BEGIN Supplied records

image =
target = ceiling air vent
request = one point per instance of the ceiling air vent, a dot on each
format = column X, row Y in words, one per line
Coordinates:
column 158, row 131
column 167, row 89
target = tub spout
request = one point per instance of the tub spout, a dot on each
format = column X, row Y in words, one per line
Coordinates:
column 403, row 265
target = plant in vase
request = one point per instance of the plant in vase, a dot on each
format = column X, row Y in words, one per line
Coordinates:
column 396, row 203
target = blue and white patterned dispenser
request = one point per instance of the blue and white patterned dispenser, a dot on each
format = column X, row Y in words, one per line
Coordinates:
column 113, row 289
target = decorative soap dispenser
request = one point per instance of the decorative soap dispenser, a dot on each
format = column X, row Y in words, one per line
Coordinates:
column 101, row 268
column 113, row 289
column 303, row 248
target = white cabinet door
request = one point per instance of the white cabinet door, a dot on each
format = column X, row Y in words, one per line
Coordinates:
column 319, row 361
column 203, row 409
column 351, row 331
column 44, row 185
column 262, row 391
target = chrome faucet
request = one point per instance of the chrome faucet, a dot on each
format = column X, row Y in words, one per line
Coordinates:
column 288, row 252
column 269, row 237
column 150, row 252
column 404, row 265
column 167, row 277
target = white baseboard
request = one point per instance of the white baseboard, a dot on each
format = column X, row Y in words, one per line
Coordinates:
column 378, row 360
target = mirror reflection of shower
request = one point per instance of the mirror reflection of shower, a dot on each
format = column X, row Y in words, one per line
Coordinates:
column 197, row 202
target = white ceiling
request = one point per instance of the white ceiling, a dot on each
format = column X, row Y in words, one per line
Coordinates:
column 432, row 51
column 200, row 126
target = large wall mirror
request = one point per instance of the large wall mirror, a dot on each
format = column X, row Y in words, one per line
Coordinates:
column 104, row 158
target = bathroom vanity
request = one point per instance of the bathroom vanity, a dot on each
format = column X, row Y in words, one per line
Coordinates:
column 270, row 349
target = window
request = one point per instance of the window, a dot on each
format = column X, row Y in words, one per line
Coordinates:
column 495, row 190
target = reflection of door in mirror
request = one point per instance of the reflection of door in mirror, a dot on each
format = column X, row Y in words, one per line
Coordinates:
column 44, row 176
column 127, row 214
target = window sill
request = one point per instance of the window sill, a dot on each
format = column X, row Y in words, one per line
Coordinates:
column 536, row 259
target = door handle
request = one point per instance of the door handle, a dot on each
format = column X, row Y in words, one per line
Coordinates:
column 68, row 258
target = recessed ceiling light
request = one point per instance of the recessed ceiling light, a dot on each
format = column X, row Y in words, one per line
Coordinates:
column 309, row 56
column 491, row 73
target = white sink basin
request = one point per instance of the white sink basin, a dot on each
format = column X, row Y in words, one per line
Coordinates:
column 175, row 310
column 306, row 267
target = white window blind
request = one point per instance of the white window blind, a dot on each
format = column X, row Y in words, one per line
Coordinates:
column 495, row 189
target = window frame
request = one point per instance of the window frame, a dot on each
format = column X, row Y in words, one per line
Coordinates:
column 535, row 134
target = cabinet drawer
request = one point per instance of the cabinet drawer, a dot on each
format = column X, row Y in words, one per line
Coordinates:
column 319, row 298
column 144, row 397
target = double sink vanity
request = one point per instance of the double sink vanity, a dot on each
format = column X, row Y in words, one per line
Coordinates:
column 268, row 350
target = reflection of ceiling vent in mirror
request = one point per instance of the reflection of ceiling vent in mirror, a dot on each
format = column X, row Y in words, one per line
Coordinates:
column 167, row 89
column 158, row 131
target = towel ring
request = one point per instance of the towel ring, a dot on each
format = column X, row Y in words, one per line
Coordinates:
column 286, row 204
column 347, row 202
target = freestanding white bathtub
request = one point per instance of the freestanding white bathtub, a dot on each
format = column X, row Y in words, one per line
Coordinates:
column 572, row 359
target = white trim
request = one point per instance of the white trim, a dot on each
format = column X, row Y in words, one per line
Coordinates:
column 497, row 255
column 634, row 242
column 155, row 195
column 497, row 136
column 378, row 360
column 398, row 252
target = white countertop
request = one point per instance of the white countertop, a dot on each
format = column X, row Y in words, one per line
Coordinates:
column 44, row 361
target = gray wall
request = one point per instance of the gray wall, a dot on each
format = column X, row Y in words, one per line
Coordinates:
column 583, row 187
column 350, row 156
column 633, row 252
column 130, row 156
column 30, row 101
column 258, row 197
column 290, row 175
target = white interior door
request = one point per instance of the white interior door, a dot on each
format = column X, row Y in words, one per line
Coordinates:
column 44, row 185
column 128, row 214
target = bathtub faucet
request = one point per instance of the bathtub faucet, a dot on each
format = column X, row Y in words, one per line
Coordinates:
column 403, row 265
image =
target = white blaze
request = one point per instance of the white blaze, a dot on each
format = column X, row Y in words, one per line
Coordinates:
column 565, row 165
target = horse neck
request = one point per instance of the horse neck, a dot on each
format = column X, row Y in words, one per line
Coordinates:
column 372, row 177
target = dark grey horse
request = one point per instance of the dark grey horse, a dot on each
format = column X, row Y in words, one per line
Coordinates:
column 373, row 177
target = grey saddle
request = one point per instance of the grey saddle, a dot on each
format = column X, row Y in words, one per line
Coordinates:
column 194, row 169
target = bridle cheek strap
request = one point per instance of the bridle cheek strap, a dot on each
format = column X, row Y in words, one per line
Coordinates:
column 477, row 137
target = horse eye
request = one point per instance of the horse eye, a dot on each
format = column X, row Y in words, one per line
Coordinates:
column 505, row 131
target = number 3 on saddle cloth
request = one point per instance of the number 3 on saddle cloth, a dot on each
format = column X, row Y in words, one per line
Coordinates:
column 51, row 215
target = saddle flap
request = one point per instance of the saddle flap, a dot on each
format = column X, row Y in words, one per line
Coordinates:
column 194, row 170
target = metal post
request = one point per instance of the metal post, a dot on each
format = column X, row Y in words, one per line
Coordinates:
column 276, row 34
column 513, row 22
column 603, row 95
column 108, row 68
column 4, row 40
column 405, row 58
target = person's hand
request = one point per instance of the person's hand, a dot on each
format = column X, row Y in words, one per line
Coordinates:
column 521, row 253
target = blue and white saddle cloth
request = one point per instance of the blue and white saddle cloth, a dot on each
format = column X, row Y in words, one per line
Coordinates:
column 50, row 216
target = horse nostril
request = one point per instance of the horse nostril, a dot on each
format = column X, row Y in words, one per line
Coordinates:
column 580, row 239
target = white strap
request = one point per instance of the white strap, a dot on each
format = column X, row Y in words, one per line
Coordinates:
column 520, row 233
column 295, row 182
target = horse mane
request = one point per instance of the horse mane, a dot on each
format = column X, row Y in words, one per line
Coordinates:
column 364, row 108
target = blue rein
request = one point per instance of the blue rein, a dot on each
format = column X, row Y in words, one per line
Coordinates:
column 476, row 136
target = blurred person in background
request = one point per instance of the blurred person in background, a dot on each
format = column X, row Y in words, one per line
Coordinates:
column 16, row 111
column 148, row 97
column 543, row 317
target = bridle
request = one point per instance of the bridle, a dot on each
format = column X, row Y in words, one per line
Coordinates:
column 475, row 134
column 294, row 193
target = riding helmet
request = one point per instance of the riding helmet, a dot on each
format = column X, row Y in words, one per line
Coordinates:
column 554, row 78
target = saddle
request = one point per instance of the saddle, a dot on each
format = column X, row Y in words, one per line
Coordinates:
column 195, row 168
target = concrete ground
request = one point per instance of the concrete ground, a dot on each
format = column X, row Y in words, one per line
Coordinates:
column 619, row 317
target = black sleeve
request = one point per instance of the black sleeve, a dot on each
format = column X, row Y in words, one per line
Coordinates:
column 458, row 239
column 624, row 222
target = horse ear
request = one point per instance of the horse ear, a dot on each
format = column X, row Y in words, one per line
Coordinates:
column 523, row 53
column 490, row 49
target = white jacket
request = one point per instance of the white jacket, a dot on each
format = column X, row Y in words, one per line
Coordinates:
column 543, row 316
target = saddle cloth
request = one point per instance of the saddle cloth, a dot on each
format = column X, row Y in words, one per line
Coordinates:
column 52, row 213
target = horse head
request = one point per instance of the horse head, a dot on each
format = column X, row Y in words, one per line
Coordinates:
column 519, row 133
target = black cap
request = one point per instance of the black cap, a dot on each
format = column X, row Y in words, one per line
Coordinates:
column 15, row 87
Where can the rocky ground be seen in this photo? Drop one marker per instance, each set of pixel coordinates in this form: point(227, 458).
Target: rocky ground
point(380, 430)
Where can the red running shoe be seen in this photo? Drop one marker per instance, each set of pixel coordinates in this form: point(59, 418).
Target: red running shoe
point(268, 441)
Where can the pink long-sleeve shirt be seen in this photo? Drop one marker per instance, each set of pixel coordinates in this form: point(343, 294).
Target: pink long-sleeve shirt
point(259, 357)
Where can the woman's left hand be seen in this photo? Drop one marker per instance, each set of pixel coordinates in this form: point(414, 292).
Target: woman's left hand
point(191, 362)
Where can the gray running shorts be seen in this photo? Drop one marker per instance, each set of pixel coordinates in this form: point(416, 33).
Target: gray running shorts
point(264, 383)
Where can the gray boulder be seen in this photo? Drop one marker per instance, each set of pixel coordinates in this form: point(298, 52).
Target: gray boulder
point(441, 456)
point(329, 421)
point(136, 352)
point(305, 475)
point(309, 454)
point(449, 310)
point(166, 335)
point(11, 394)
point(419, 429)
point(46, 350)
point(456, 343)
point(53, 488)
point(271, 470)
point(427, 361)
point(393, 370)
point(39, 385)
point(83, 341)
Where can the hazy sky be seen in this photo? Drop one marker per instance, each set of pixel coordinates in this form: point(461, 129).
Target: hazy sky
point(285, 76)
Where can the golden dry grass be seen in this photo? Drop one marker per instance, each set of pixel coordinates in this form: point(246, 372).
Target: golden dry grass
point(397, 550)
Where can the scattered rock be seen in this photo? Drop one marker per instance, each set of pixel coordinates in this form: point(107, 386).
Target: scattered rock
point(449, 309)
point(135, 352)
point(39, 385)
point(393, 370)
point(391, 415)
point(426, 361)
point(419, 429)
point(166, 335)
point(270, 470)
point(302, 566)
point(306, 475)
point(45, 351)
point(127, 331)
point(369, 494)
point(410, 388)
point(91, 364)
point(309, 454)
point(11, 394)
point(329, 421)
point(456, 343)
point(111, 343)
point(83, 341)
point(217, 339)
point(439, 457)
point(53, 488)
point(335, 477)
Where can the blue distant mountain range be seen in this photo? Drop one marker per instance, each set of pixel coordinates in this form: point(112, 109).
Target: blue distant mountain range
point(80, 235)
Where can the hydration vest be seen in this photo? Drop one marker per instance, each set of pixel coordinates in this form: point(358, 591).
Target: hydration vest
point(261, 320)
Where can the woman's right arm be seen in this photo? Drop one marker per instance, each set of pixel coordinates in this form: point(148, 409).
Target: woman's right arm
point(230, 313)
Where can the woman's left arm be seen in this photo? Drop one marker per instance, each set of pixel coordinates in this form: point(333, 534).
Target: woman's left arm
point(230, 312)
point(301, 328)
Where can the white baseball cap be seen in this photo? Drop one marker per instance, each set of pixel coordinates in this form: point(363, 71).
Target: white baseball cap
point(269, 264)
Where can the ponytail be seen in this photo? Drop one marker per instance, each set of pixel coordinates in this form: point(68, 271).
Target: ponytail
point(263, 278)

END Supplied records

◆ Instructions to follow:
Within the data above, the lines from the one with "request = one point per instance of the plant" to the one with "patterned dispenser, a dot on each" must be repeated exactly; no other line belongs in the answer.

◆ Solved exercise:
request = one point per instance of the plant in vase, a dot on each
format = column X, row Y in words, one per line
Coordinates:
column 396, row 203
target = blue and white patterned dispenser
request = one point per instance of the blue and white patterned dispenser, a dot on each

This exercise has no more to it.